**PROBLEM:**
Write the next part of the blog post about childhood and photography, picking up after its final sentence.

**DOCUMENT SECTION:**

=-=-=

Friday, July 18, 2014

The Child

"Little boy lost, he takes himself so seriously.
He brags of his misery, he likes to live dangerously."

"La vie est faite à coups des petits solitudes."  --Roland Barthes



A photograph captures an instant of Life, and in the case of a photograph of a child, it also points towards the child's future.  Here he is as a child; his whole Life stretches out before him.
I am thinking of the difference between a photograph of a child, and a photograph of an old person.  Something essential to Photography (as a form) is lurking here.  I am obsessed with both Time, and Childhood.  What does Childhood have in common with Photography?

For the moment I am left to my own obsessions.  I am a childish man.  I ride bicycles, including a BMX bike which is the choice bike of the adolescent.  I wear "play clothes" (jeans, t-shirts, sneakers) to work (and I work with children), and until very recently I did not even own a sport coat or suit, or pair of dress shoes.  I was obliged to go shopping for appropriate clothes to wear to the funeral of my cousin Robert Patrick Salvadori, who died last month two weeks before what would have been his 52nd birthday.

I remember Robert best from when I was a child and he was a teenager.  He came from Italy to my little suburban world and to my mind he was the living embodiment of everything I had, up until that time, understood "cool" to be.  He wore a black leather jacket, smoked cigarettes, and flipped casually from perfect English to perfect Italian (since he had grown up speaking both equally).  Robert is stuck in my mind at that age and that moment, just as if he were frozen in a photograph of that self that he was.

=-=-=

Point annotation dataset records

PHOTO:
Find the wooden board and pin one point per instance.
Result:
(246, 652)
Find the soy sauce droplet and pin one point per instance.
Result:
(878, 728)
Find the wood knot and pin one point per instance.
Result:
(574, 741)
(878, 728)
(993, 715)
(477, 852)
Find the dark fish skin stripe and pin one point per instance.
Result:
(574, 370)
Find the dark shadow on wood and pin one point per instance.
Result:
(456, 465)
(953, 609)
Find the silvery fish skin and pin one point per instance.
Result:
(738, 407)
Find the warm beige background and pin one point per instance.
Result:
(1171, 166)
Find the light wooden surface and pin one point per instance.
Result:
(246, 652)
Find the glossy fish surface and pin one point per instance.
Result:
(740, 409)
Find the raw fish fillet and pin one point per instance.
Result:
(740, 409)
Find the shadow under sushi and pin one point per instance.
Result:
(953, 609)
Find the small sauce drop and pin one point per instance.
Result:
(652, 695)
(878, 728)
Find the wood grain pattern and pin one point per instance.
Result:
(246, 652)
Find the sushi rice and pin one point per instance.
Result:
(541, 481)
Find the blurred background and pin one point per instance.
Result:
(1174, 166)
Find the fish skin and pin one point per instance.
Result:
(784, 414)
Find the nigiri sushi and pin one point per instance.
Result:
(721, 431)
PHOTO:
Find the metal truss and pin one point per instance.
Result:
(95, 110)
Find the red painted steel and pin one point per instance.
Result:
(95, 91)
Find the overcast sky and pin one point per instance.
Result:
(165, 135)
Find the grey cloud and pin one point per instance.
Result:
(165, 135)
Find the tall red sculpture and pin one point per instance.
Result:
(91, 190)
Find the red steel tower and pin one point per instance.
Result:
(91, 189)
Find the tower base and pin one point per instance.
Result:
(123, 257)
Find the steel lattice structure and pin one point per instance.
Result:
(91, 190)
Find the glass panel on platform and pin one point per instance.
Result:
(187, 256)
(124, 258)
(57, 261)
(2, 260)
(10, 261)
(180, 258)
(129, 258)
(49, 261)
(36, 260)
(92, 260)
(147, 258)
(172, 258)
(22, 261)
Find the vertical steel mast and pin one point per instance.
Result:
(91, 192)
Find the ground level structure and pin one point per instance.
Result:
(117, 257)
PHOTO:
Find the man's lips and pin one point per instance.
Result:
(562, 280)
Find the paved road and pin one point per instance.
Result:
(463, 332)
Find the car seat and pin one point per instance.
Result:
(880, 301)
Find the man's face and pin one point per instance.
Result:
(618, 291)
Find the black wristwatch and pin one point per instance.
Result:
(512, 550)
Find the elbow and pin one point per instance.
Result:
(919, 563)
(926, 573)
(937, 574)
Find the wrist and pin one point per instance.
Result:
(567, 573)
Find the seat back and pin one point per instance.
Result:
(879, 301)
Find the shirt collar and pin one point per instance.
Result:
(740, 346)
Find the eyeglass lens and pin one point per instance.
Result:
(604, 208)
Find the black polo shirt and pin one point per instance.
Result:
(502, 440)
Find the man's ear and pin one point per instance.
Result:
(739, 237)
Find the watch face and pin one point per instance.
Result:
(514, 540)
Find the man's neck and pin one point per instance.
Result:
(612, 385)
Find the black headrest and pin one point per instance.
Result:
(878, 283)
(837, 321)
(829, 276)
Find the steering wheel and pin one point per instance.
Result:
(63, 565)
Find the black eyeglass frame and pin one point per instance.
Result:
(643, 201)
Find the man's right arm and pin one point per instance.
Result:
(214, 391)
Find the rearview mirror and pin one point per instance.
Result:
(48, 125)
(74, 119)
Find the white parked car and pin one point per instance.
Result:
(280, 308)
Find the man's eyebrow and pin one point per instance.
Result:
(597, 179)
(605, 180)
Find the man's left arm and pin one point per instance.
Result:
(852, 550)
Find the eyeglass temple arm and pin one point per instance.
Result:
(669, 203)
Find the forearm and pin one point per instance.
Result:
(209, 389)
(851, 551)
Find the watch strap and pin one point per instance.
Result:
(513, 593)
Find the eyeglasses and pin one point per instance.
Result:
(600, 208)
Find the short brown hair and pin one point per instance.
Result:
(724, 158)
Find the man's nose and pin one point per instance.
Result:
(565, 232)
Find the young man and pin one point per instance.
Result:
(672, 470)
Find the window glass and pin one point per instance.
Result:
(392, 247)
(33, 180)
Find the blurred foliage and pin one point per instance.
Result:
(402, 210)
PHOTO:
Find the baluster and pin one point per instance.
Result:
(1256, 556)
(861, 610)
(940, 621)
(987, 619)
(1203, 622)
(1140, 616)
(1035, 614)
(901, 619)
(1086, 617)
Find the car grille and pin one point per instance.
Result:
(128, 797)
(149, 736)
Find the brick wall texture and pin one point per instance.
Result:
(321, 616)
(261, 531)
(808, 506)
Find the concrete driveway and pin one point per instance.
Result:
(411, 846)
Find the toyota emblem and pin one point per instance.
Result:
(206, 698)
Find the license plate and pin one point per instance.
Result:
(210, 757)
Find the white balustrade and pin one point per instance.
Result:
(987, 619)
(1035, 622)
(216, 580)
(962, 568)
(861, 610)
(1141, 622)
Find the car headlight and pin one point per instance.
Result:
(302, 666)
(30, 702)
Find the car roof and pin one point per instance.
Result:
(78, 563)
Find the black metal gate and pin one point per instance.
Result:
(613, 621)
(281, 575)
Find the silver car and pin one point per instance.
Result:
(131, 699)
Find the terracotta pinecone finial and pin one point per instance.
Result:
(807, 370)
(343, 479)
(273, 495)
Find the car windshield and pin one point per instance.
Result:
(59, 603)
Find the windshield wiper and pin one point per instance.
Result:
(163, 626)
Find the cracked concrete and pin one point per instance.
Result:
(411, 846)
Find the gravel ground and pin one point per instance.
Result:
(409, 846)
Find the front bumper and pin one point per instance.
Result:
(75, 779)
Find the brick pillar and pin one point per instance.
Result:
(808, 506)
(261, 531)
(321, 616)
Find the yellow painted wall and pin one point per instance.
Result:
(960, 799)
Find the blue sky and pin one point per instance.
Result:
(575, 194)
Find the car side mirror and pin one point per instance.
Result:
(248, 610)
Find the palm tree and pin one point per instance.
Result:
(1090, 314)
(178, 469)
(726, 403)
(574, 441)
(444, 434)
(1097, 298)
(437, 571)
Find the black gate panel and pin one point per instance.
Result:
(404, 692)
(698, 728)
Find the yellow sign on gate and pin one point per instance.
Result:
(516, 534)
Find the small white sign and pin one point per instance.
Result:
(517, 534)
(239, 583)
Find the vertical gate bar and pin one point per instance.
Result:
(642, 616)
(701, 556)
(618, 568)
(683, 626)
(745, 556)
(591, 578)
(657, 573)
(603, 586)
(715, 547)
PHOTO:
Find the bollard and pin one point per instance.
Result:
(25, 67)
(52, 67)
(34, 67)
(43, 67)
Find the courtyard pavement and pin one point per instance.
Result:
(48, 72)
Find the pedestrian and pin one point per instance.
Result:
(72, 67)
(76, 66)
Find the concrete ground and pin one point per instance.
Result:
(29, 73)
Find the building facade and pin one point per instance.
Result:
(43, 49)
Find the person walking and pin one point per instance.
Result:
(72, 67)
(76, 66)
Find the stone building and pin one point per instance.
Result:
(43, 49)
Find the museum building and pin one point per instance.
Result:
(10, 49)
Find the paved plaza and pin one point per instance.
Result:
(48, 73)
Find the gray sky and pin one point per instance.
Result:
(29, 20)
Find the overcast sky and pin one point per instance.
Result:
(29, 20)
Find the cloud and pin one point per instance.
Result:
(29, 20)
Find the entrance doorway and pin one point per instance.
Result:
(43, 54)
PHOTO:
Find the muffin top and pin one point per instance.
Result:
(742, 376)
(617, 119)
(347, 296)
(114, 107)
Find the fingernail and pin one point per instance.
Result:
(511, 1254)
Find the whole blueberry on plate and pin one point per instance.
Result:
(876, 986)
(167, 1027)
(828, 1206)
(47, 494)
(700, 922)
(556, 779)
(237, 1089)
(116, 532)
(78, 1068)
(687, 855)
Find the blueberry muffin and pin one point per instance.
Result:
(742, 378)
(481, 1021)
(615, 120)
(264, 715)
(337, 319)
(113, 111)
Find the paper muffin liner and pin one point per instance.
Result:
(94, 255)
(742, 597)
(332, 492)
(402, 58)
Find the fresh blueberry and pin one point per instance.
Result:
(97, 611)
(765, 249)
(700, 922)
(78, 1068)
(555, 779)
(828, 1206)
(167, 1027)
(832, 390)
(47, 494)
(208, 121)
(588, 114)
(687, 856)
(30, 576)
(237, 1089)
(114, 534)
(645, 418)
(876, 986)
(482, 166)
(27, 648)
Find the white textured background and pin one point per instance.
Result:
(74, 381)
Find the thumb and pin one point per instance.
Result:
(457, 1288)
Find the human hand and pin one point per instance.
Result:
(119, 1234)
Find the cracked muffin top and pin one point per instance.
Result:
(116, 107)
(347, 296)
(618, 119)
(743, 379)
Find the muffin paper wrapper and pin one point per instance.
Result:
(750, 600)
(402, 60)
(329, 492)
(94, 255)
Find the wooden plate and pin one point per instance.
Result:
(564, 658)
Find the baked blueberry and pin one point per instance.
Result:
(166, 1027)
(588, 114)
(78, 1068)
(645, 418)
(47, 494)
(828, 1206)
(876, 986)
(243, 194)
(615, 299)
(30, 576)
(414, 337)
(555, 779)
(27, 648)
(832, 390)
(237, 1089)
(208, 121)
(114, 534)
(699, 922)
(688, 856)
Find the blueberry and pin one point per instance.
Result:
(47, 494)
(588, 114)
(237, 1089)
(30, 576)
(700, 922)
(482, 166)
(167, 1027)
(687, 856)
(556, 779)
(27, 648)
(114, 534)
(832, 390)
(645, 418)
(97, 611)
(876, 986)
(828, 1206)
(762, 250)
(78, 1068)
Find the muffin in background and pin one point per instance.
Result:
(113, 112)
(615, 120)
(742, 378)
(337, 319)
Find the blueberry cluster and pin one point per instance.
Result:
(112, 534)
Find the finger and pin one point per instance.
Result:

=-=-=

**OUTPUT FOR THIS EXERCISE:**
In Camera Lucida, Barthes writes that a photograph "produit la Mort en voulant conserver la vie" (produces Death in the attempt to capture/ preserve [a moment of] Life).  We do not like to believe that all the moments that have made up our lives are "dead", or lost to us.  Do the photographs of our Lives testify to Life while simultaneously reminding us that each of these moments "dies" and is lost to us? The moments come and go in a flash, and so how can we reckon them? 

"Today you are older than you have ever been and as young as you ever will be, said someone (?!).  But a photograph disrupts this logic.  The child in the photograph is younger than he already is now, and yet the photograph (preserved, archived, hanging in a museum?) will someday be even older than he ever lives to be.  A photograph can "outlive" its subject, and so produce this warping of Time.

More than ever before, people are documenting the moments of their lives.  I am lost amidst all of these visions.  I grow old.  What will become of me?  I do not know, but I have more photographs to make.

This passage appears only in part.